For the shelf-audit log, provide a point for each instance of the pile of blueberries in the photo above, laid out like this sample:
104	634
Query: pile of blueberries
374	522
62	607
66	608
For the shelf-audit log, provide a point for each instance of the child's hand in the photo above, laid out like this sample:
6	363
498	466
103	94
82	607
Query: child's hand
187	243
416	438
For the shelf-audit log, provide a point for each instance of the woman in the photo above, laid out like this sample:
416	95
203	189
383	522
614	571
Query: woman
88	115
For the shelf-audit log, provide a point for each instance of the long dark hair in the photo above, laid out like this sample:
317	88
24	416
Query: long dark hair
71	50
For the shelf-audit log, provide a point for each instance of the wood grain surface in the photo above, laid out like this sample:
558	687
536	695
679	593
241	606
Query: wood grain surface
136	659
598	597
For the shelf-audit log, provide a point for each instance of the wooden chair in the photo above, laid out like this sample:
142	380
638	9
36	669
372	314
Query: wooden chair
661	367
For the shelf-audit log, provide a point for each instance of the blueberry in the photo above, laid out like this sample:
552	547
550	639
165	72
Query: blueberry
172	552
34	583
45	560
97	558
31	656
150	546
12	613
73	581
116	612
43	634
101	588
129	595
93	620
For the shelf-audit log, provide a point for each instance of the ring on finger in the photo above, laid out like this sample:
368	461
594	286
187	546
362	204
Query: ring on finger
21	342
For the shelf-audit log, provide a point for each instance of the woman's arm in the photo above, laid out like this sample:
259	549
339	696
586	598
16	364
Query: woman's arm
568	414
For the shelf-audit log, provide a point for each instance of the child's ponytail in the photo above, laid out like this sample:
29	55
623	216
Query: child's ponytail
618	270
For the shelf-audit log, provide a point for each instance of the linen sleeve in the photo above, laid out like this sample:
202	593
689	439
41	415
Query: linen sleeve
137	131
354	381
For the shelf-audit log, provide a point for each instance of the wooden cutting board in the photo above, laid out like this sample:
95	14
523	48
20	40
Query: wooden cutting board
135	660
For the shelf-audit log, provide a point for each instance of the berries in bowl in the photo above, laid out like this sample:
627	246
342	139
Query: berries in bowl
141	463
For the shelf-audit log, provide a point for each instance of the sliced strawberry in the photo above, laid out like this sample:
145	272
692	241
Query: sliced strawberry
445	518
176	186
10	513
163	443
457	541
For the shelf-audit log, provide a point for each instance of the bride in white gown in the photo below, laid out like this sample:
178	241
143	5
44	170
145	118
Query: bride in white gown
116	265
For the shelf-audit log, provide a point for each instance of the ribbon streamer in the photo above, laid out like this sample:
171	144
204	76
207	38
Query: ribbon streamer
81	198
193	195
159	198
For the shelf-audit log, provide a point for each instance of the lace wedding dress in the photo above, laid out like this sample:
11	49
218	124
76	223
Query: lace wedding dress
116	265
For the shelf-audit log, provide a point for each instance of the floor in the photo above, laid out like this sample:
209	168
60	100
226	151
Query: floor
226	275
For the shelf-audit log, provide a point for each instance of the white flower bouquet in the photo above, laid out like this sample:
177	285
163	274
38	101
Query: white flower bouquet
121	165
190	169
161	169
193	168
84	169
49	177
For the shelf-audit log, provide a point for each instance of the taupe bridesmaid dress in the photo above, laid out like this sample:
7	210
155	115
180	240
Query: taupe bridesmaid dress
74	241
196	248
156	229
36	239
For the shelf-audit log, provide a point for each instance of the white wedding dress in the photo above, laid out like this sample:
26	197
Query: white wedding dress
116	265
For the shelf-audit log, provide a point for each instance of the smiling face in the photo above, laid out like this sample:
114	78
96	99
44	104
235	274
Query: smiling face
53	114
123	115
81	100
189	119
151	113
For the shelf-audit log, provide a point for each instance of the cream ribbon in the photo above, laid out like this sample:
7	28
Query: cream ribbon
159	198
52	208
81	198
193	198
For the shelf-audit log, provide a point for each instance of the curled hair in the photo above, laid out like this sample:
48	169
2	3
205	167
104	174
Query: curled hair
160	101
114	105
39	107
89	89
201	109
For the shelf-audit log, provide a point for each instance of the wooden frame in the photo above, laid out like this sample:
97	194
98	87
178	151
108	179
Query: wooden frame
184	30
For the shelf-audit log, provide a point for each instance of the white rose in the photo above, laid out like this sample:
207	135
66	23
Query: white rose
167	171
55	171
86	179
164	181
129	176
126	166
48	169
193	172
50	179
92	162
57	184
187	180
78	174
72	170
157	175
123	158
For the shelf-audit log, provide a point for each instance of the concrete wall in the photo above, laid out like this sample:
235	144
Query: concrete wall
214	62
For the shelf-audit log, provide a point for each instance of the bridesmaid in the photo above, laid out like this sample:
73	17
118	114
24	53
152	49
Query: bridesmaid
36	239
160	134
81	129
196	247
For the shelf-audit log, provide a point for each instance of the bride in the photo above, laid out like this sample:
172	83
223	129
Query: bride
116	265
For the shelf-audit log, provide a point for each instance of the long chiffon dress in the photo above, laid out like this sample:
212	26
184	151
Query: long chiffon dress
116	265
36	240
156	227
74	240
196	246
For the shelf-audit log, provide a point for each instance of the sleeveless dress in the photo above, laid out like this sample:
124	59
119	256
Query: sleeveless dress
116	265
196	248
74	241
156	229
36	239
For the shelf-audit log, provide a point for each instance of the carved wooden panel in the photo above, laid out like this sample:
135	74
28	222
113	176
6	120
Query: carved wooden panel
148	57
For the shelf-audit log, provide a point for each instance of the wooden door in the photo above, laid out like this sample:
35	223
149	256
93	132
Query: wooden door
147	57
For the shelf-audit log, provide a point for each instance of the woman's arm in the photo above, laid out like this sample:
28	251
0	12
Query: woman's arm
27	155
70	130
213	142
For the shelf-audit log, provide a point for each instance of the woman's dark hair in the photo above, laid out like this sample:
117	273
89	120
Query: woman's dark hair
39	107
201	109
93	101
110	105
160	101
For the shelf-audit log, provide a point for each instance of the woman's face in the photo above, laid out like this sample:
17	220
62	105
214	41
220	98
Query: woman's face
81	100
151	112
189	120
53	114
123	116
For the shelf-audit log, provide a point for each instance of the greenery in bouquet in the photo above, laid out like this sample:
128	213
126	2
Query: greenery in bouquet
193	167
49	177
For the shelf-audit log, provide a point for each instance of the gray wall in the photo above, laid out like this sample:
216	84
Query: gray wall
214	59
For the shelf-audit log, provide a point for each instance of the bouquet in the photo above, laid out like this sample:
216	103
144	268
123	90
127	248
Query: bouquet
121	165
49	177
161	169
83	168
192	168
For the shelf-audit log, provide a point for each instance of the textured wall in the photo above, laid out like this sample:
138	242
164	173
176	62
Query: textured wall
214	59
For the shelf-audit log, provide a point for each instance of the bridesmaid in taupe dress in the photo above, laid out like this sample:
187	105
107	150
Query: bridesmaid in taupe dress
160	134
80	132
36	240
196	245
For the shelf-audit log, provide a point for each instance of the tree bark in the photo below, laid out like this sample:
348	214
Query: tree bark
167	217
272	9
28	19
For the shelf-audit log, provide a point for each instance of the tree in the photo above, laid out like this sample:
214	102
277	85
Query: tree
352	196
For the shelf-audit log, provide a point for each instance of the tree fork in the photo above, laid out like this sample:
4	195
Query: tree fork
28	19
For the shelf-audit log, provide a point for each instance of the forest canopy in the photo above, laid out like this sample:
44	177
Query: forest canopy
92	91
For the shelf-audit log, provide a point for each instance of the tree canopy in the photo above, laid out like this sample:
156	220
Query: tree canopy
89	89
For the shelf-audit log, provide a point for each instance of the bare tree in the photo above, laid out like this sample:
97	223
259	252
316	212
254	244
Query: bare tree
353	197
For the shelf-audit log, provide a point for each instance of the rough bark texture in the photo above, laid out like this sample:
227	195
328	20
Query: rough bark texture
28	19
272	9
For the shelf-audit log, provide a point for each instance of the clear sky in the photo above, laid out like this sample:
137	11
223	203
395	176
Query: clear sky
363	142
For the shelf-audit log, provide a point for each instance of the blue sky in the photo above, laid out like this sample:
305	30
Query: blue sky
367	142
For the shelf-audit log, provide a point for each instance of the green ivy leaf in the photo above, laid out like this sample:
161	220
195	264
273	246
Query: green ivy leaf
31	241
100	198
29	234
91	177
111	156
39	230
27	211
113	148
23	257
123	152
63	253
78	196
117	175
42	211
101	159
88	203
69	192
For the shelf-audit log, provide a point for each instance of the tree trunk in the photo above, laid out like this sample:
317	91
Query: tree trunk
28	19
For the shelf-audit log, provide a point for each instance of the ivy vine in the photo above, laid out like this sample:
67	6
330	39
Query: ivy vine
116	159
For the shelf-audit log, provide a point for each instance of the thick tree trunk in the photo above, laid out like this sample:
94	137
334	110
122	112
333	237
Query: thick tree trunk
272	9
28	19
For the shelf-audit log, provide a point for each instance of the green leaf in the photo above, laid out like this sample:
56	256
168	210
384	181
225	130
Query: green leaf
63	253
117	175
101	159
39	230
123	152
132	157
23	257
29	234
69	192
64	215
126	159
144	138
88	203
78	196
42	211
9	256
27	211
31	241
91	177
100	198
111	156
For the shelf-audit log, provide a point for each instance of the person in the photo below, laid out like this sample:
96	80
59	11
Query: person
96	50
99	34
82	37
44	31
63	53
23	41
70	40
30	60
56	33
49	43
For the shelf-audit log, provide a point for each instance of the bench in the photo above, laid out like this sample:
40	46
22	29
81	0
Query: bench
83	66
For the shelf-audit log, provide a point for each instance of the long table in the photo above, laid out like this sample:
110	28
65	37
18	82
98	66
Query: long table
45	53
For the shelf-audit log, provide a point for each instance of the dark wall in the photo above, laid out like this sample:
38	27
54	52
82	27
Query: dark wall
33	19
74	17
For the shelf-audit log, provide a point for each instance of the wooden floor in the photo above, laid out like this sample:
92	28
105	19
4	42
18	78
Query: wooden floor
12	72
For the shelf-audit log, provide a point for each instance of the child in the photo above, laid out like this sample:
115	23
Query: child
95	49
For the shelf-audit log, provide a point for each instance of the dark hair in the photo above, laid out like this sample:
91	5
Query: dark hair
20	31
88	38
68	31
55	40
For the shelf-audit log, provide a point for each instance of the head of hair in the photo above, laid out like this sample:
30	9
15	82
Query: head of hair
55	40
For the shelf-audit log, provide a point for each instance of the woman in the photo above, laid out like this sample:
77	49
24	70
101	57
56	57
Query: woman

**Exercise instructions:**
Whenever a line in the listing above includes the word "below", return that line.

**Result of the exercise:**
For the shelf-audit log, provide a point for each instance of the bride in white gown in the photo below, laid out like this sample:
For the shelf-audit log, provide a point for each instance of the tree bark in the photo below, laid out like this sample:
For the shelf-audit log, provide a point for each instance of the person in the photo below, laid out like this sample:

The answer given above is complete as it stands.